[start]

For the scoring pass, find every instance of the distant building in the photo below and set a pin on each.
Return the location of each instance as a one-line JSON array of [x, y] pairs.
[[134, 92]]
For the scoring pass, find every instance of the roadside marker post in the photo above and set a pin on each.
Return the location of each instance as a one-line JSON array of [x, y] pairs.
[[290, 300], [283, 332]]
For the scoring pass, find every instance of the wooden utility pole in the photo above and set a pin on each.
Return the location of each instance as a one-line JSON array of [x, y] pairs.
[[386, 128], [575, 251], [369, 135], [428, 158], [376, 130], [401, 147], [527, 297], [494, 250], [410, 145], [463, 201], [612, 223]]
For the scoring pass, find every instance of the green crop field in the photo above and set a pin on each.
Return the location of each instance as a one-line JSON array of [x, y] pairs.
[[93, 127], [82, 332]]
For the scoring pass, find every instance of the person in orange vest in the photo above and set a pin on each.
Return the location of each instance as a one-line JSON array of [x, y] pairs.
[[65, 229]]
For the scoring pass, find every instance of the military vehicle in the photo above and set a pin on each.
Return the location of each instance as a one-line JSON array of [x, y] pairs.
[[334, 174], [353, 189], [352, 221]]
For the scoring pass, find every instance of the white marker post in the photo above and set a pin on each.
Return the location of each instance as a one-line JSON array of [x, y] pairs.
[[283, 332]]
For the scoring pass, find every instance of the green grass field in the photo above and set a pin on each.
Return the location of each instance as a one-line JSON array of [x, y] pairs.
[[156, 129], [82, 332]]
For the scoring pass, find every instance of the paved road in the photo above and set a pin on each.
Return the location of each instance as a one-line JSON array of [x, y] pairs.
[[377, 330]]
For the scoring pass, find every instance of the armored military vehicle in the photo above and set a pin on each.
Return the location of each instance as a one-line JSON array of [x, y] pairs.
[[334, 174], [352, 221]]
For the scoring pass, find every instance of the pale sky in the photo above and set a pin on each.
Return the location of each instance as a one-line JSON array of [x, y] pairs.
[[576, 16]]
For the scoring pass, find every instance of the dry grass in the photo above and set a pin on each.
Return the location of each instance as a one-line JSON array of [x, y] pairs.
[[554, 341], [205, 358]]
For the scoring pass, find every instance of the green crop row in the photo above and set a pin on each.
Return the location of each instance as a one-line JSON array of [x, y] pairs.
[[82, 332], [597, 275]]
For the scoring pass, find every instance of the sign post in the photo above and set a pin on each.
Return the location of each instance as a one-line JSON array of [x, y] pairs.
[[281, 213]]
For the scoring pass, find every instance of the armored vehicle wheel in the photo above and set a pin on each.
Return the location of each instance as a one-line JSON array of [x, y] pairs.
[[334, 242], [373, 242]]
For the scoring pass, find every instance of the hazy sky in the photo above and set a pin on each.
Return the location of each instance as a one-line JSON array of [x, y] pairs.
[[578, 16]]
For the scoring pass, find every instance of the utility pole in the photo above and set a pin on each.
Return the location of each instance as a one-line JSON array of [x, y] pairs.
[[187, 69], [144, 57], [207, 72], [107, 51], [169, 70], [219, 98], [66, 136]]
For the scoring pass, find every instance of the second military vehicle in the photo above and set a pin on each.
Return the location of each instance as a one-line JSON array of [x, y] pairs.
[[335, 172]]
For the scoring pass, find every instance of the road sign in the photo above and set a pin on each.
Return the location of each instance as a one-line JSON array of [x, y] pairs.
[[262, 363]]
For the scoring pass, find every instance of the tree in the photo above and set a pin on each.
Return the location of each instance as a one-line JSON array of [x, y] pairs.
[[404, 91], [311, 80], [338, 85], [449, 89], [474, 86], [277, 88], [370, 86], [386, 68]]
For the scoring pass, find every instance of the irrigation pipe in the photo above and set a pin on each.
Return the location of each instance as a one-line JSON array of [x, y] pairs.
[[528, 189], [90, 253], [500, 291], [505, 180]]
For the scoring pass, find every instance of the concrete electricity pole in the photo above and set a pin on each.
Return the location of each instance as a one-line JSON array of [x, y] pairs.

[end]

SET EXERCISE:
Output every line of the items above as a JSON list of strings, one string per line, with blank lines omitted.

SOLUTION FOR THIS EXERCISE:
[
  "For the scoring pass, find every instance of the distant building in the photo below and set a pin on each.",
  "Return the location of each instance as a one-line JSON array of [x, y] pairs.",
  "[[134, 92]]",
  "For the scoring pass, find every instance of the roadside marker post in the photo above and set a pin on each.",
  "Return the location of each instance as a one-line JSON array of [x, y] pairs.",
  "[[290, 300], [283, 332]]",
  "For the scoring pass, find every instance of the wooden utility pole in the photo above and set a pin on each.",
  "Return the location of each instance as a one-line JSON array of [x, y] pairs.",
  "[[386, 128], [575, 251], [369, 135], [428, 158], [376, 130], [401, 147], [527, 297], [494, 250], [410, 145], [463, 201], [612, 223]]",
  "For the scoring pass, find every instance of the green crop field in the photo above and set a pin on each.",
  "Return the location of each instance as a one-line JSON array of [x, y] pairs.",
  "[[93, 127], [82, 332]]",
  "For the scoring pass, find every instance of the person in orange vest in the photo above and set a pin on each.",
  "Return the location of each instance as a one-line JSON array of [x, y] pairs.",
  "[[65, 229]]",
  "For the scoring pass, find every instance of the military vehicle in the photo above and set a pin on each.",
  "Return the location of each instance as a one-line JSON array of [x, y] pairs.",
  "[[334, 174], [353, 189], [352, 221]]",
  "For the scoring pass, find every instance of the white marker post in the photo above and set a pin on each.",
  "Return the location of each instance as a one-line JSON array of [x, y] pairs.",
  "[[283, 332]]",
  "For the scoring pass, find every instance of the green grass field in the photo above and set a pin on each.",
  "Return the location of each instance as a one-line JSON array of [x, y] pairs.",
  "[[156, 129], [82, 332]]",
  "For the scoring pass, find every instance of the paved road in the photo above and set a pin on each.",
  "Return the location of each instance as a one-line JSON array of [x, y] pairs.",
  "[[377, 330]]",
  "For the scoring pass, find every instance of the armored military vehicle in the photo above and set a pin on each.",
  "Return the location of each instance as a one-line JSON array of [x, y] pairs.",
  "[[334, 174], [352, 221]]",
  "For the scoring pass, find every instance of the pale sky in the photo above and set a pin on each.",
  "Return the location of each instance as a one-line JSON array of [x, y] pairs.",
  "[[576, 16]]",
  "For the scoring pass, find every instance of the dry grass in the photo above and set a pin on each.",
  "Return the location of each instance as a one-line JSON array of [x, y] pairs.",
  "[[554, 341], [205, 358]]",
  "For the scoring pass, find every instance of the green crop row in the photo above and set a pin on each.",
  "Return the location of each instance as a one-line JSON array of [x, y] pairs.",
  "[[82, 332], [597, 275]]",
  "For the scoring pass, find every instance of the sign post in the photo above and set a pin on each.",
  "Return the location of each instance as a one-line JSON array of [x, y] pairs.",
  "[[281, 213]]",
  "For the scoring pass, find every instance of the armored vehicle wheel in the photo above and set a pin on each.",
  "Return the location of each instance as a one-line JSON array of [x, y] pairs.",
  "[[334, 242], [373, 242]]",
  "For the scoring pass, find every instance of the hazy sky in the photo above and set a pin on each.",
  "Return the location of each instance as a one-line JSON array of [x, y] pairs.",
  "[[578, 16]]",
  "For the scoring pass, find every instance of the utility pole in the photo above and set a pin on each.",
  "Return the location of each instance as a one-line JSON array of [x, y] pairs.",
  "[[187, 69], [144, 57], [207, 72], [107, 51], [169, 70], [219, 98], [66, 136]]",
  "For the scoring pass, find every instance of the second military vehicle in the photo above and set a pin on each.",
  "Return the location of each instance as a one-line JSON array of [x, y] pairs.",
  "[[335, 172]]",
  "For the scoring pass, find every instance of the road sign in the photo above and set a pin on each.",
  "Return the location of each instance as a one-line JSON array of [x, y] pairs.",
  "[[262, 363]]",
  "For the scoring pass, find every instance of the tree in the photo above and set a pin on each.",
  "Return the location of each instance as a one-line JSON array of [x, y] pairs.",
  "[[404, 91], [311, 80], [338, 85], [449, 89], [474, 86], [277, 88], [370, 86], [386, 68]]",
  "For the scoring pass, find every instance of the irrigation pipe in the photo above and set a pin on each.",
  "Return the location of each instance as a one-line JSON array of [x, y] pairs.",
  "[[528, 189], [90, 253], [500, 291], [505, 180]]",
  "For the scoring pass, find every instance of the concrete electricity pole in the photo above and set a pin on each.",
  "Return the location of each instance as a one-line JSON array of [x, y] pairs."
]